» Esercizi proposti:
1. Ricopia il passo del brano selezionato che comincia con le parole "Quindi? Qualificazione in" e si ferma dopo le parole "subirà alcuna variazione.".
2. Inserisci in una tabella Markdown con le colonne Nr e Contenuto soltanto le righe del set di dati che vanno da quella contenente "Warehouse robot vision: the white" fino a quella contenente "0,34,925,925", estremi compresi, tralasciando le righe vuote.
====== Brano selezionato
Ad Istanbul non ci sarà un domani e la tensione sarà alle stelle, fin dalla palla a due: che Italia potremo vedere dopo una due giorni in cui stelle e stalle si sono alternate in modo incredibile, ad una prima analisi senza una plausibile logica?

All’interno di una gara come quella con la Georgia, dopo quella mediocre coi tedeschi, le sensazioni che si susseguono appartengono ad un’irrazionalità che va molto oltre le normalissime logiche del gioco. Vaghiamo senza meta dai tiri “da campetto” ad un eccessivo utilizzo delle triple, dall’assoluta impotenza offensiva sotto canestro ad una difesa che a tratti è un capolavoro, dai momenti di totale onnipotenza di Belinelli alla staticità del pallone che lo rende inoffensivo e vittima di tante forzature, da una condizione psicologica di graniticità del gruppo a momenti in cui lo scoramento pare assalire da ogni dove. Perfino i tiri liberi non sfuggono a questa logica col 62% su 14,2 tentativi: prima del completamento del quinto turno, solo Repubblica Ceca, Romania e Montenegro, quindi non proprio il gotha del basket europeo, ne tirano meno di noi, e questo è già grave, mentre dobbiamo guardare sempre agli uomini di Boscia ed all’Ungheria per trovare chi li tira peggio. E sono quasi tutti farina del sacco di chi solitamente “flirta” con l’80-85%. La decima squadra di questa speciale voce statistica, l’Ucraina, tira con 16,3 punti percentuali più degli azzurri. Se poi guardiamo al tiro da due, la faccenda si complica ulteriormente: 12,8 tiri a segno su una media di 28.8 tentativi , che vuol dire 44,4%. E’ meglio per lo staff azzurro non guardare chi c’è dietro, per non fare la fine della bollicina dell’acqua Lete.

Quindi? Qualificazione in linea con il potenziale, azioni in rialzo per l’impresa oppure grande pessimismo visti i limiti evidenti? Come sempre la verità sta nel mezzo e la ricerca di equilibrio nel giudicare tutto ciò che di contraddittorio abbiamo visto nell’ultima settimana, è assoluta necessità, sebbene sia operazione complicata. Perché il miracolo di Gigi Datome è l’emblema del tutto azzurro, arrivato nel momento in cui l’incubo pareva essere già realtà.

Le cose da sottolineare sarebbero un centinaio, forse più, ma la nostra consuetudine di limitarci a quei cinque punti che ci risultano  più evidenti non subirà alcuna variazione.
============
====== Set di dati
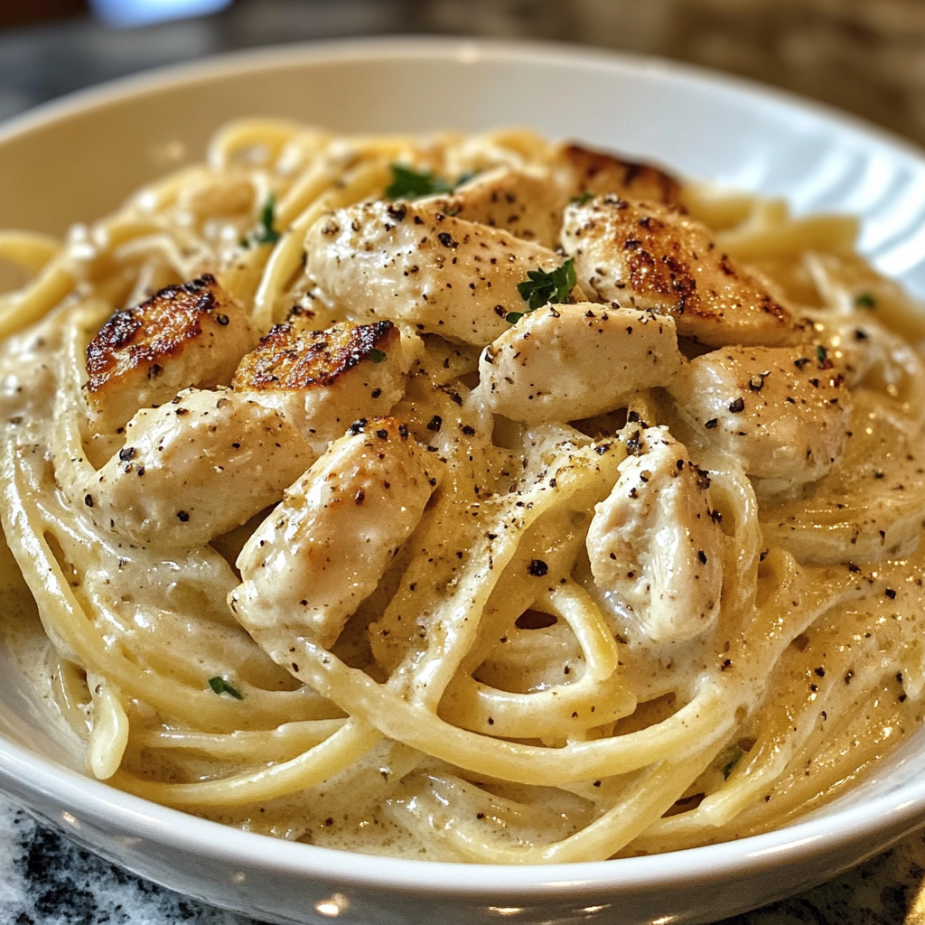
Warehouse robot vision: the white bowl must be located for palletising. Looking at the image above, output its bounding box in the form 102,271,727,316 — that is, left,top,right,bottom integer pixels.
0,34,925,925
============
====== Set di dati
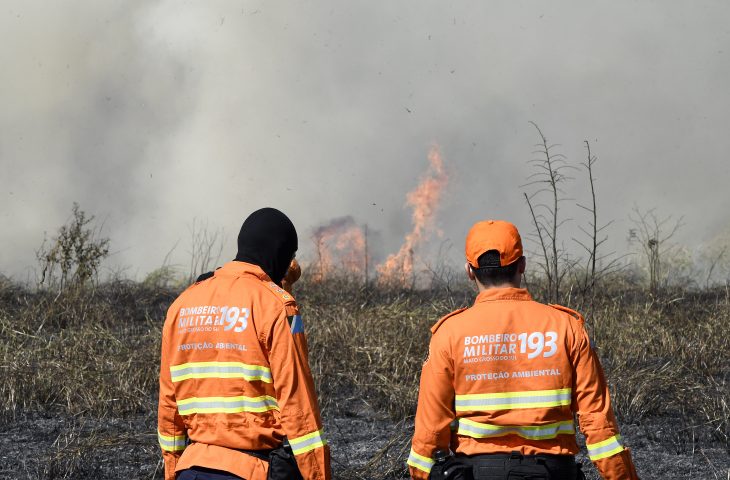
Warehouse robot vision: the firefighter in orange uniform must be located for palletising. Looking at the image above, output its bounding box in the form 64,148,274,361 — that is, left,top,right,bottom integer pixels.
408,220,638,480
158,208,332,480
============
====== Set di dati
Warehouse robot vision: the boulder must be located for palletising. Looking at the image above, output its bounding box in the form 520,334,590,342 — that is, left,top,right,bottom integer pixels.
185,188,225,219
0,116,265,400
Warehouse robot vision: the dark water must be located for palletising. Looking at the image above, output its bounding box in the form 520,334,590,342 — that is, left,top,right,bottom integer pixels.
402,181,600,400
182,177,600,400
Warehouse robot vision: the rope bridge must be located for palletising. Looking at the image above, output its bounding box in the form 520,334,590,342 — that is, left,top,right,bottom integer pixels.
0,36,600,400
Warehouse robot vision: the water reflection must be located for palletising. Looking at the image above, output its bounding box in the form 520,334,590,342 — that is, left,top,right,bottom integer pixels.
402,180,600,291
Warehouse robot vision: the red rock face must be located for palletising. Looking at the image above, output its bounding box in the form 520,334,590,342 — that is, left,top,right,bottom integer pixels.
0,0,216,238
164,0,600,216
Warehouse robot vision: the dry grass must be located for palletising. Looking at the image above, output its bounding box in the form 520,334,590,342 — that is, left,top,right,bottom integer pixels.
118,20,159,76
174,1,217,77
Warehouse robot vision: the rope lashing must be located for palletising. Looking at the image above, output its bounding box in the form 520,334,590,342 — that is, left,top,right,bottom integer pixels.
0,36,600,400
============
» Soluzioni degli esercizi:
1.
Quindi? Qualificazione in linea con il potenziale, azioni in rialzo per l’impresa oppure grande pessimismo visti i limiti evidenti? Come sempre la verità sta nel mezzo e la ricerca di equilibrio nel giudicare tutto ciò che di contraddittorio abbiamo visto nell’ultima settimana, è assoluta necessità, sebbene sia operazione complicata. Perché il miracolo di Gigi Datome è l’emblema del tutto azzurro, arrivato nel momento in cui l’incubo pareva essere già realtà.

Le cose da sottolineare sarebbero un centinaio, forse più, ma la nostra consuetudine di limitarci a quei cinque punti che ci risultano  più evidenti non subirà alcuna variazione.

2.
| Nr | Contenuto |
|---|---|
| 1 | Warehouse robot vision: the white bowl must be located for palletising. Looking at the image above, output its bounding box in the form 102,271,727,316 — that is, left,top,right,bottom integer pixels. |
| 2 | 0,34,925,925 |